---------- Texto fuente ----------
Los ojos de Víctor tienen 84 años y me van despidiendo de a poco. Cada vez que lo veo, lo escucho, lo toco, le digo un chau silencioso, ahogado. Víctor sigue sin leer en voz baja, sigue haciendo bromas elegantes, sigue escuchando los partidos de Los Andes en su radio a pilas. Sólo que cada vez que me mira puede ser la última vez.
Mi abuelo no se murió de golpe: se muere cada día. Empezó a morir en mis brazos una tarde de enero sin que yo llegara a sospechar que tanto, o que tan poco, faltaba para el final. Mi abuelo se parece tanto a mi abuelo que siento miedo de pensarlo siempre así: tan frágil, tan temeroso, tan amigo.
Mi abuelo es carpintero y albañil, y un poco jardinero, y un poco jardín. Mi abuelo construyó mi casa con sus manos, con ésas que hoy tiemblan y duelen y sienten insoportable el peso de una cuchara. Mi abuelo antes podía comerse al mundo y hoy ya no puede masticar.
Mi abuelo me enseñó a atornillar y a pintar y a cantar canciones del pasado. Él no es una persona especial ni mágica: la cercanía de la muerte no tergiversa la realidad. Ni este nudo, ni esta enredadera en el cuello, ni ésas lágrimas atragantadas a la medianoche en un hospital. Es que cuando el milagro es la muerte, dejamos de creer.
Mi abuelo es un cuerpo que se extingue y un hilo de voz filoso que se clava en todo aquello que no queremos ver. Mi abuelo es el temor a no vivir con descaro, a no arriesgar el pecho por aquello que en verdad soñamos, por aquello que en verdad amamos. Mi abuelo me mira y en sus ojos asustados también me veo yo.
----------
- Consigna
Enumera todas las cosas que, según el texto sobre el abuelo, el abuelo le enseñó a quien narra. Los datos no intervienen en este ejercicio.
---------- Datos proporcionados ----------
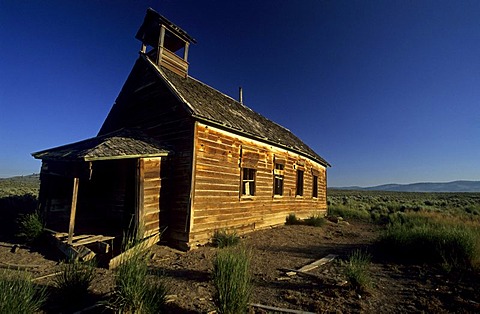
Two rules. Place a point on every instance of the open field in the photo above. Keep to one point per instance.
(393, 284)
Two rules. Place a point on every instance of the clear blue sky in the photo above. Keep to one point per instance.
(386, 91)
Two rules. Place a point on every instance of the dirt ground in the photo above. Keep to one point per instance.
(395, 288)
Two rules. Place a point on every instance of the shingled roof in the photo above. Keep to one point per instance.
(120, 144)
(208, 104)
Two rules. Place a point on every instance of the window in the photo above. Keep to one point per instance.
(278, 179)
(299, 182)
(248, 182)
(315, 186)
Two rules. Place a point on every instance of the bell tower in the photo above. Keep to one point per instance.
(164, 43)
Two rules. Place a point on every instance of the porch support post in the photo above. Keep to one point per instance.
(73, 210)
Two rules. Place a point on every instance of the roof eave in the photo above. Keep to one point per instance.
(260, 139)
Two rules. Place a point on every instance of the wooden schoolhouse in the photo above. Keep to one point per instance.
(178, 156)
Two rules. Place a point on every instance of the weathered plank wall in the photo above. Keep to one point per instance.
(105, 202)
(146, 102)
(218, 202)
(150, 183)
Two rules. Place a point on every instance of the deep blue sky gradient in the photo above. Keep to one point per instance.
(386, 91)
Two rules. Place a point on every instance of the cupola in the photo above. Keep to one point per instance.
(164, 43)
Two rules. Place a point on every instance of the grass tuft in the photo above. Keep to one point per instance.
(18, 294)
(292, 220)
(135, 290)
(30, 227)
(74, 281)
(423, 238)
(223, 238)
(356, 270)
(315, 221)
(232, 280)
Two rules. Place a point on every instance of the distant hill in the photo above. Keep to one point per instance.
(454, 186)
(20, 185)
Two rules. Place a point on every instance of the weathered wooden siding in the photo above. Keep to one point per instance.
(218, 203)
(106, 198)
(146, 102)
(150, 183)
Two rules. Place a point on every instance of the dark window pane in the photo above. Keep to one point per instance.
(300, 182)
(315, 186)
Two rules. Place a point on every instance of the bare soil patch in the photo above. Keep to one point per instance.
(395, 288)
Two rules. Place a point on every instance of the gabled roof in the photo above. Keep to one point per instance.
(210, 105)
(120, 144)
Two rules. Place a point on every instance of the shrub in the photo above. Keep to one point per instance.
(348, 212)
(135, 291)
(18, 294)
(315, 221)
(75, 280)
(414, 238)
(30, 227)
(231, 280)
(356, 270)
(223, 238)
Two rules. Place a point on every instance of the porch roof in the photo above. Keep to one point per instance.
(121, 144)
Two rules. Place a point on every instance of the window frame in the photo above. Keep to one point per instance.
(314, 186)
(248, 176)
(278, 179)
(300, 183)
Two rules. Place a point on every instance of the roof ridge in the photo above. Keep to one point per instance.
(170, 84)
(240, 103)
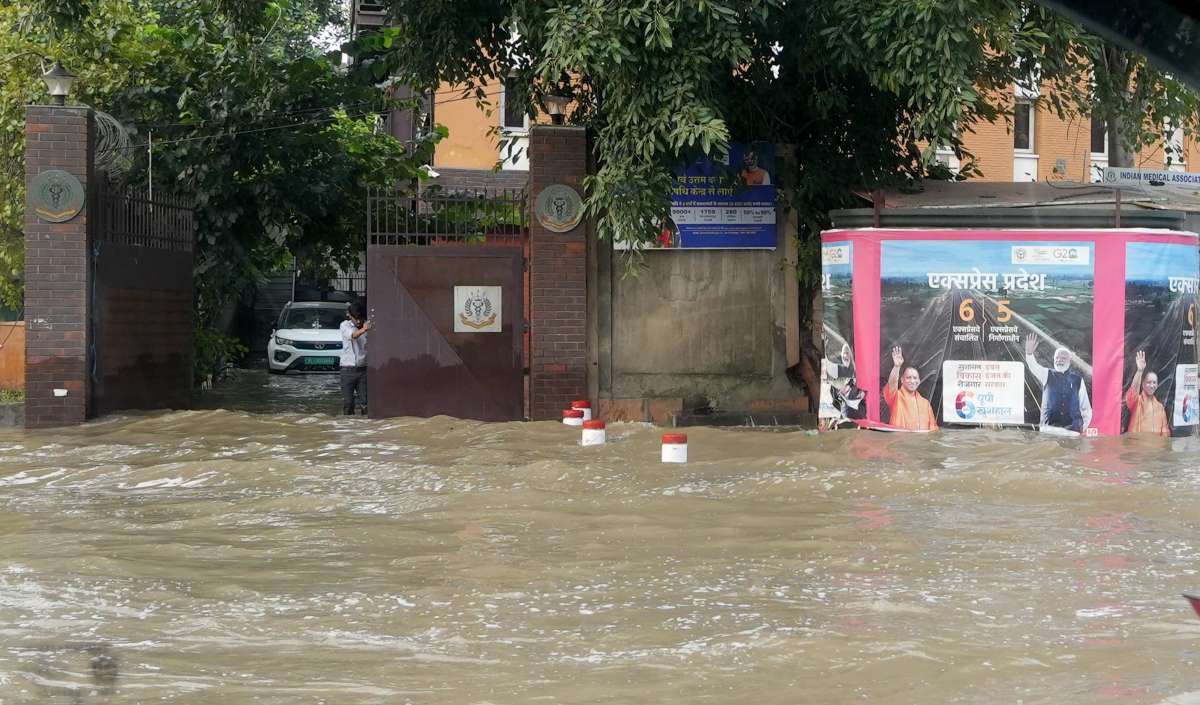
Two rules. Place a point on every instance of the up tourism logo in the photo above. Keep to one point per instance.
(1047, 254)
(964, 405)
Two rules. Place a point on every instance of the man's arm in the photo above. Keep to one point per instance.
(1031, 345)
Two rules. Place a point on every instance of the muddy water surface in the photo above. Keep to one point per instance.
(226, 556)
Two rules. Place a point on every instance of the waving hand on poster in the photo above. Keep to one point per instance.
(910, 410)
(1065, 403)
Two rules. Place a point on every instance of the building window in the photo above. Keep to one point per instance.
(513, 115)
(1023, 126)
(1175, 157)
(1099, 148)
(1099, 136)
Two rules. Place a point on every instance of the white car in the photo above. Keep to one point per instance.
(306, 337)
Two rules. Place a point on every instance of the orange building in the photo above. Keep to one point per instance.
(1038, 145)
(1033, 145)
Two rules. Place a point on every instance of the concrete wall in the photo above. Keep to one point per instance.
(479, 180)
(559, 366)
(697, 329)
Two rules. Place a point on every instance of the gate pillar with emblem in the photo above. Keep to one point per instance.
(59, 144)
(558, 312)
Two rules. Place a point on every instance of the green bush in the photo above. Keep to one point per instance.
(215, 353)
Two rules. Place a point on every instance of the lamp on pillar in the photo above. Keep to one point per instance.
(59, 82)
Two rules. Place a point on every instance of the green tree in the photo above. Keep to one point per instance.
----------
- Respuesta
- Atornillar
- Pintar
- Cantar canciones del pasado